- **ACTIVITY**
Output all of the lines below exactly, and leave out each image.

(Image-grounded pointing data)
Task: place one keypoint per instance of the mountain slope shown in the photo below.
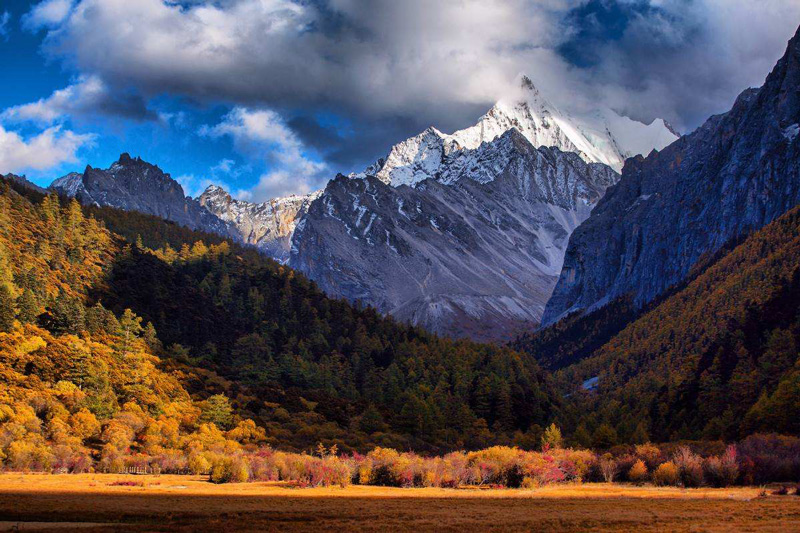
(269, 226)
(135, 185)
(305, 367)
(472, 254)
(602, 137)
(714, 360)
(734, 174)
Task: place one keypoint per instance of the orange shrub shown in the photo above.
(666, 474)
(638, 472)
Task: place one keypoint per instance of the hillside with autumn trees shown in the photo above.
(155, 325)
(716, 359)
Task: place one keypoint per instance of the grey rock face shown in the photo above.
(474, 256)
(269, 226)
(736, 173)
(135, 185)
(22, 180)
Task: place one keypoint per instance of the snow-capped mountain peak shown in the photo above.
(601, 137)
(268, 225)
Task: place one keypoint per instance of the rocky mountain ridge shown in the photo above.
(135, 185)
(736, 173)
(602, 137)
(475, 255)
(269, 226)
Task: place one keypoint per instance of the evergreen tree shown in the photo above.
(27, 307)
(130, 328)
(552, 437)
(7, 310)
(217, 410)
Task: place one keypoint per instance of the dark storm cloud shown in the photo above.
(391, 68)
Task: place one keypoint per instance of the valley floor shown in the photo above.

- **YOUR SOLUTION**
Task: place one keypoint per instance of the mountain slope shown in the photo below.
(269, 226)
(135, 185)
(305, 367)
(472, 254)
(602, 137)
(714, 360)
(734, 174)
Task: place one keypoint per instance of the orange shrub shown in the photo above.
(666, 474)
(638, 472)
Task: place one keypoint per instance of the hillside with autumn trees shown in the photo above.
(155, 325)
(716, 359)
Task: place one keypoint per instance of the grey rock face shown in the photo above.
(474, 256)
(269, 226)
(736, 173)
(135, 185)
(22, 180)
Task: place one keypoint per instance of the snow-capped mountain peak shown in the photo above.
(601, 137)
(268, 225)
Task: place one keypoint per instance of the rocky mountain ridge shown in the photo above.
(135, 185)
(736, 173)
(602, 137)
(475, 255)
(269, 226)
Task: place one keypoint per instance of the evergreen tree shown in the photo above.
(27, 307)
(130, 328)
(552, 437)
(7, 310)
(217, 410)
Task: place one keypoint per instance of the dark storm cloud shown in the photo above.
(391, 68)
Task: place one keypoint per instance of the valley floor shown in the photo above.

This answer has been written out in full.